Given problem - Write each line out exactly, leaving none out.

Extracted information -
* Begin *

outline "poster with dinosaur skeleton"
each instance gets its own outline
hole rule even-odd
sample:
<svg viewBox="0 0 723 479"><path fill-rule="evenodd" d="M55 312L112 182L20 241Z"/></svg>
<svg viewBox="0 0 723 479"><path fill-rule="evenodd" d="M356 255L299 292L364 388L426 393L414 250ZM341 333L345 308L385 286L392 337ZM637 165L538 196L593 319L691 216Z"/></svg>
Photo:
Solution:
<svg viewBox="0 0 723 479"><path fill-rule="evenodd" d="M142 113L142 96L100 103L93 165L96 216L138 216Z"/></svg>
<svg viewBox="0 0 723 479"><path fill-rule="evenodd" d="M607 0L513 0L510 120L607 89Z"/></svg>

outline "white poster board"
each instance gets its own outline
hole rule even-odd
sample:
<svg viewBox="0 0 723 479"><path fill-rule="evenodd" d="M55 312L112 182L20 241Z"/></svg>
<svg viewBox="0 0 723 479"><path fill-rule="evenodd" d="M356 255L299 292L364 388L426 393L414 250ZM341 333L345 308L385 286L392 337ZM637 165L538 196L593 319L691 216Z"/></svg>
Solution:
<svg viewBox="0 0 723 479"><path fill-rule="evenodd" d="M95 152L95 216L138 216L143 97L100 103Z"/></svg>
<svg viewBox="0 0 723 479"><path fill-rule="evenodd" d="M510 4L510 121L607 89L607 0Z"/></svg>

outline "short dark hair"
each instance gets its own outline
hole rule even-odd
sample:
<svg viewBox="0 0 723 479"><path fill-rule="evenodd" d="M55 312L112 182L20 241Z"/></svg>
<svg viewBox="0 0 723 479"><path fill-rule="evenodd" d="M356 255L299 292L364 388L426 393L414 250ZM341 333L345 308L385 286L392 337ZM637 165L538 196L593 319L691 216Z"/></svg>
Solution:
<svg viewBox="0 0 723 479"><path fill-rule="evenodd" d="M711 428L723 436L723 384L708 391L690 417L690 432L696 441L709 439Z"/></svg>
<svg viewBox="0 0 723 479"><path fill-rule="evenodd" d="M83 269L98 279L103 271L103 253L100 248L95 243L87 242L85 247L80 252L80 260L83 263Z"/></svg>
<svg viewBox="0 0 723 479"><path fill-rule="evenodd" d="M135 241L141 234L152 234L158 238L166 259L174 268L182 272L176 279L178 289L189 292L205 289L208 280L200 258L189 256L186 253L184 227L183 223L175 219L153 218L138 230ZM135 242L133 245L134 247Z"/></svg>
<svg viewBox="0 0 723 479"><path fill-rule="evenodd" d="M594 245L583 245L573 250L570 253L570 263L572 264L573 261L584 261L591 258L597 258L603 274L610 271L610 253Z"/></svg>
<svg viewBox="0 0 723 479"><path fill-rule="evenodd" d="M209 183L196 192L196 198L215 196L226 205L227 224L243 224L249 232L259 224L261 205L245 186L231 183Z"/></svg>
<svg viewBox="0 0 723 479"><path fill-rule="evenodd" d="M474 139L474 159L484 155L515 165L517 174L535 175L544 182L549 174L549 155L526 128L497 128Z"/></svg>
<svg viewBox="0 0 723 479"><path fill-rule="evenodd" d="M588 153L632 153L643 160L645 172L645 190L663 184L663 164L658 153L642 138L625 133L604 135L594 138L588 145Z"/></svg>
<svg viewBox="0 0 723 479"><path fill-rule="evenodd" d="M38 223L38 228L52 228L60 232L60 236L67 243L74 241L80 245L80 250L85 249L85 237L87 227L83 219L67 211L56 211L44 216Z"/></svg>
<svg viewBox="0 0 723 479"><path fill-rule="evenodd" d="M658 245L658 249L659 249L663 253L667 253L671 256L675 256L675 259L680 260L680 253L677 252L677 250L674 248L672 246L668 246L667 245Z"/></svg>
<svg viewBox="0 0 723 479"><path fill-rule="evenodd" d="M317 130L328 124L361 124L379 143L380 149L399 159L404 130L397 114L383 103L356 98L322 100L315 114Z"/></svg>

* End *

Expected answer -
outline "poster with dinosaur skeleton"
each instance gets its own outline
hole rule even-odd
sample:
<svg viewBox="0 0 723 479"><path fill-rule="evenodd" d="M55 312L112 182L20 241Z"/></svg>
<svg viewBox="0 0 723 479"><path fill-rule="evenodd" d="M356 255L299 292L364 388L426 393L414 250ZM341 333L345 308L385 286L392 337ZM637 165L538 196L593 319L691 216Z"/></svg>
Photo:
Solution:
<svg viewBox="0 0 723 479"><path fill-rule="evenodd" d="M142 113L142 96L100 103L93 165L96 216L138 216Z"/></svg>
<svg viewBox="0 0 723 479"><path fill-rule="evenodd" d="M607 0L513 0L510 120L607 89Z"/></svg>

outline "white poster board"
each instance gets its own outline
hole rule even-odd
sample:
<svg viewBox="0 0 723 479"><path fill-rule="evenodd" d="M55 312L112 182L20 241Z"/></svg>
<svg viewBox="0 0 723 479"><path fill-rule="evenodd" d="M356 255L299 292L364 388L426 393L414 250ZM341 333L345 308L385 286L392 337ZM637 165L538 196L593 319L691 216Z"/></svg>
Solution:
<svg viewBox="0 0 723 479"><path fill-rule="evenodd" d="M95 152L95 216L138 216L143 97L100 103Z"/></svg>
<svg viewBox="0 0 723 479"><path fill-rule="evenodd" d="M510 4L510 121L607 89L607 0Z"/></svg>

outline "short dark hair"
each instance gets its own outline
hole rule even-odd
sample:
<svg viewBox="0 0 723 479"><path fill-rule="evenodd" d="M55 312L112 182L20 241Z"/></svg>
<svg viewBox="0 0 723 479"><path fill-rule="evenodd" d="M356 255L299 292L364 388L426 393L414 250ZM341 333L345 308L385 286L392 337ZM637 165L538 196L593 319L691 216Z"/></svg>
Solution:
<svg viewBox="0 0 723 479"><path fill-rule="evenodd" d="M711 428L723 436L723 384L708 391L690 417L690 432L696 441L709 439Z"/></svg>
<svg viewBox="0 0 723 479"><path fill-rule="evenodd" d="M83 269L98 279L103 271L103 253L100 248L95 243L87 242L85 247L80 252L80 260L83 263Z"/></svg>
<svg viewBox="0 0 723 479"><path fill-rule="evenodd" d="M135 241L141 234L152 234L158 238L166 259L174 268L182 272L176 279L178 289L189 292L205 289L208 280L200 258L189 256L186 253L184 227L183 223L175 219L153 218L138 230ZM135 242L133 245L134 247Z"/></svg>
<svg viewBox="0 0 723 479"><path fill-rule="evenodd" d="M594 245L583 245L573 250L570 253L570 263L572 264L573 261L584 261L591 258L597 258L603 274L610 271L610 253Z"/></svg>
<svg viewBox="0 0 723 479"><path fill-rule="evenodd" d="M209 183L196 192L196 198L215 196L226 205L227 224L243 224L249 232L259 224L261 205L245 186L231 183Z"/></svg>
<svg viewBox="0 0 723 479"><path fill-rule="evenodd" d="M474 139L474 159L484 155L515 165L517 174L535 175L544 182L549 174L549 155L526 128L497 128Z"/></svg>
<svg viewBox="0 0 723 479"><path fill-rule="evenodd" d="M588 153L632 153L643 160L645 172L645 190L663 184L663 164L658 153L642 138L625 133L604 135L594 138L588 145Z"/></svg>
<svg viewBox="0 0 723 479"><path fill-rule="evenodd" d="M38 223L38 228L52 228L60 232L60 236L67 243L74 241L80 245L80 250L85 249L85 237L87 227L83 219L67 211L56 211L44 216Z"/></svg>
<svg viewBox="0 0 723 479"><path fill-rule="evenodd" d="M658 245L658 249L659 249L663 253L667 253L671 256L675 256L675 259L680 260L680 253L677 252L677 250L674 248L672 246L668 246L667 245Z"/></svg>
<svg viewBox="0 0 723 479"><path fill-rule="evenodd" d="M317 130L328 124L361 124L379 143L380 149L399 159L404 130L397 114L383 103L356 98L322 100L315 114Z"/></svg>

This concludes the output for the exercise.